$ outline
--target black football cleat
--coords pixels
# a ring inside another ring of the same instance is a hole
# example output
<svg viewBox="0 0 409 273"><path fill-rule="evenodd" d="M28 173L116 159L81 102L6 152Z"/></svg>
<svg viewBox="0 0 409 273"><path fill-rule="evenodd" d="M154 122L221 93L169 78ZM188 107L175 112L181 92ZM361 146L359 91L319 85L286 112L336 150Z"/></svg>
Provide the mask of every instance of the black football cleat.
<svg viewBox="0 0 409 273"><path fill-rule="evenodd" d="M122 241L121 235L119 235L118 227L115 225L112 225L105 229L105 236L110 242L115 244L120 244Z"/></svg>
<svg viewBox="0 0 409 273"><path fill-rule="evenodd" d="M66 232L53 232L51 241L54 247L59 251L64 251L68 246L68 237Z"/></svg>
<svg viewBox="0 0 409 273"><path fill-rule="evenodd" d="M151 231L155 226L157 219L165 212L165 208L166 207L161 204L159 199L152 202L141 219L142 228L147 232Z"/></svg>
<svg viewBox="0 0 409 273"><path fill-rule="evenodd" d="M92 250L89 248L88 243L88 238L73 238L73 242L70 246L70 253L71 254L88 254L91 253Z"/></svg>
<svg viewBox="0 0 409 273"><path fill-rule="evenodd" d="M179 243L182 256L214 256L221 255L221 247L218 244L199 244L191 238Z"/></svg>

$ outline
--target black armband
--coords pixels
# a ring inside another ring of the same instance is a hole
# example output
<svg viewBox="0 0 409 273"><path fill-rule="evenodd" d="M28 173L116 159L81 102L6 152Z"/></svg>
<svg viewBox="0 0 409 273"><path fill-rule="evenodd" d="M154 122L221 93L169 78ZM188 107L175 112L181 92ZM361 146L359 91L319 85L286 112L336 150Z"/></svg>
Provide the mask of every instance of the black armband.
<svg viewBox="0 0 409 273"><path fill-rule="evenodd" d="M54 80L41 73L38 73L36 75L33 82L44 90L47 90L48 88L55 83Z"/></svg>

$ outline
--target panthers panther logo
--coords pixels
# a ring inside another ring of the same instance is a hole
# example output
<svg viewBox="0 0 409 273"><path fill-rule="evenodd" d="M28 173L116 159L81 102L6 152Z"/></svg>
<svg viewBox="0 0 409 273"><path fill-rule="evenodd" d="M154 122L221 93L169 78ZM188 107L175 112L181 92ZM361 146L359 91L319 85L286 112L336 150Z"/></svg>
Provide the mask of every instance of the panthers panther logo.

EXERCISE DETAILS:
Rewrite the entire listing with "sample output" in place of every "example output", changing nothing else.

SOLUTION FOR THIS PROBLEM:
$ outline
--target black football cleat
--coords pixels
# a ring inside another ring of the same instance is a hole
# sample output
<svg viewBox="0 0 409 273"><path fill-rule="evenodd" d="M28 173L116 159L81 102L6 152Z"/></svg>
<svg viewBox="0 0 409 273"><path fill-rule="evenodd" d="M154 122L221 93L169 78ZM188 107L175 112L181 92ZM361 146L359 91L319 85L286 112L336 150Z"/></svg>
Provide the mask of every instance of the black football cleat.
<svg viewBox="0 0 409 273"><path fill-rule="evenodd" d="M122 241L121 235L119 235L118 227L115 225L112 225L105 229L105 236L110 242L115 244L120 244Z"/></svg>
<svg viewBox="0 0 409 273"><path fill-rule="evenodd" d="M66 232L53 232L51 241L54 247L59 251L64 251L68 246L68 237Z"/></svg>
<svg viewBox="0 0 409 273"><path fill-rule="evenodd" d="M151 231L155 226L157 219L165 212L165 208L166 207L161 204L159 199L152 202L141 219L142 228L147 232Z"/></svg>
<svg viewBox="0 0 409 273"><path fill-rule="evenodd" d="M92 250L89 248L88 243L88 238L73 238L73 242L70 246L70 253L71 254L88 254L91 253Z"/></svg>
<svg viewBox="0 0 409 273"><path fill-rule="evenodd" d="M179 243L182 256L214 256L221 255L221 247L218 244L199 244L191 238Z"/></svg>

$ outline
--target black armband
--coords pixels
# a ring inside another ring of the same instance is a hole
# sample output
<svg viewBox="0 0 409 273"><path fill-rule="evenodd" d="M28 173L116 159L81 102L6 152Z"/></svg>
<svg viewBox="0 0 409 273"><path fill-rule="evenodd" d="M154 122L221 93L169 78ZM188 107L175 112L181 92ZM361 146L359 91L319 85L286 112L336 150Z"/></svg>
Provide the mask of every instance of the black armband.
<svg viewBox="0 0 409 273"><path fill-rule="evenodd" d="M54 80L41 73L38 73L36 75L33 82L44 90L47 90L48 88L55 83Z"/></svg>

$ outline
--target panthers panther logo
--coords pixels
# a ring inside another ring of the same instance is a hole
# sample output
<svg viewBox="0 0 409 273"><path fill-rule="evenodd" d="M28 173L116 159L81 102L6 152Z"/></svg>
<svg viewBox="0 0 409 273"><path fill-rule="evenodd" d="M154 122L221 93L169 78ZM188 107L175 112L181 92ZM361 146L359 91L319 85L286 112L336 150Z"/></svg>
Provide the mask of every instance of the panthers panther logo.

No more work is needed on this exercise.